PROBLEM TO SOLVE
Having found the line containing "In this exercise you will mark the overcast" in the data below, reproduce that line and each one after it to the end, exactly, and include nothing else.
══ STUDY MATERIAL
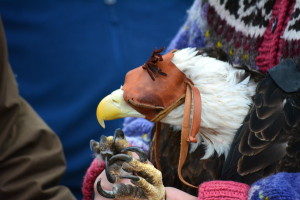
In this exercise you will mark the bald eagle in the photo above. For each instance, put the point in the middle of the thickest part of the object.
(248, 123)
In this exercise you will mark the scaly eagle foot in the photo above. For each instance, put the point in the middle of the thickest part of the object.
(146, 180)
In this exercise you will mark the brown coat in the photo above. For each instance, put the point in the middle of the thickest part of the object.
(31, 156)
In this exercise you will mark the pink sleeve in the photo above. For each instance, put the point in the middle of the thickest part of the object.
(228, 190)
(90, 177)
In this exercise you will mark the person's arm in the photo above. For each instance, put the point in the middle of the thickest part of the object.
(31, 158)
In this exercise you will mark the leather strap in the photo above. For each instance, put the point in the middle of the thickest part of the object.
(156, 145)
(189, 130)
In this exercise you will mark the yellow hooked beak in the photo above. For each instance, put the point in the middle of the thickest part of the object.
(113, 106)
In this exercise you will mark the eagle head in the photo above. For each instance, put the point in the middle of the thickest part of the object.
(157, 90)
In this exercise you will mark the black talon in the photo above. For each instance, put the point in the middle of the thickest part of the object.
(142, 155)
(109, 176)
(104, 193)
(131, 177)
(118, 134)
(120, 157)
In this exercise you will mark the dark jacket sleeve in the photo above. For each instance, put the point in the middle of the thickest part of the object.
(31, 156)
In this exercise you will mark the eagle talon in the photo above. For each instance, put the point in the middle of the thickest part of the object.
(111, 178)
(104, 193)
(142, 155)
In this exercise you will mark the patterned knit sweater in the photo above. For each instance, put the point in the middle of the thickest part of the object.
(256, 33)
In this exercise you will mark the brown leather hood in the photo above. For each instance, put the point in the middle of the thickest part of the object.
(157, 94)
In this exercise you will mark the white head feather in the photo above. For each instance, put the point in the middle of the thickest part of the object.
(225, 99)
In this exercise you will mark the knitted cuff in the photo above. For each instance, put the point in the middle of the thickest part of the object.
(228, 190)
(90, 177)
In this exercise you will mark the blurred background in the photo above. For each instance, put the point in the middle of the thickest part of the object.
(68, 54)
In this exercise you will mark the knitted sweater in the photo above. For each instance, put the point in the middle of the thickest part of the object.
(258, 34)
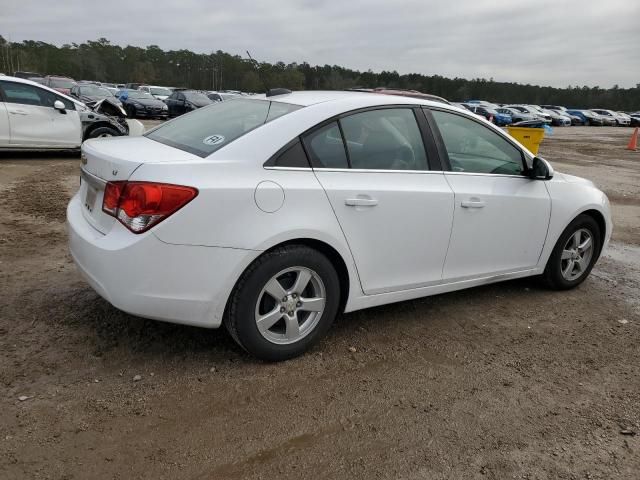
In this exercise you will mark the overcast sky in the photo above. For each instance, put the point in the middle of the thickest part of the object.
(544, 42)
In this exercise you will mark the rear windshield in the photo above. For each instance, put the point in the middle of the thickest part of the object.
(210, 128)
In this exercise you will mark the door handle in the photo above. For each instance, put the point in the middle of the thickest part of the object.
(473, 204)
(361, 202)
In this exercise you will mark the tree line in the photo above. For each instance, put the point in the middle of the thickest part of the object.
(101, 60)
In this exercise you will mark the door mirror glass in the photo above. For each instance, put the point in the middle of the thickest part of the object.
(540, 169)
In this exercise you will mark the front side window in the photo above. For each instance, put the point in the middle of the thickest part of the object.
(29, 95)
(208, 129)
(474, 148)
(386, 139)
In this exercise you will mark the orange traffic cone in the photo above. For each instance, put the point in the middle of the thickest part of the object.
(633, 143)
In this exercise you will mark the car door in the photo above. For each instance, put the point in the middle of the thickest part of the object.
(34, 122)
(501, 216)
(390, 198)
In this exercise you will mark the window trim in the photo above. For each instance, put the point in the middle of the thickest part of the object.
════
ANSWER BOX
In this exercise you will mark the overcast sky in the photo above. For each instance, put the point in the middle of the thickest part of the object.
(544, 42)
In this exercise you will mark the rear windshield in the photo above. For each instance, put the point in the middle of the thickest part of the object.
(210, 128)
In this exercise you will mark the door handle in the photo above. For each instance, put the point in the middle of the thickest part of the object.
(473, 204)
(361, 202)
In this exercise you will mark the tree line in the photo above. For each instance, put the point in the middle of the thickest part of the object.
(101, 60)
In this exercise you will mark the door mirror glass in the photo above. For each instance, put the point in the middle of the thickest part of the object.
(540, 169)
In this exercise you will mark the front side window in the photo above. For each instance, put the point in the middle of the thickest part of the object.
(29, 95)
(208, 129)
(474, 148)
(386, 139)
In this exercise you will mark the orange traffic cone in the photo above. For each instance, put the point in the middle of the thickest part of the object.
(633, 143)
In this exercise you will mark the car door in the photo above. For each instance, put the point in the middle of the thickest part of the object.
(34, 122)
(501, 216)
(390, 198)
In this exercise you will mark the window trim in the photo above. For each instance, put the point in the middle of the thickest part of the object.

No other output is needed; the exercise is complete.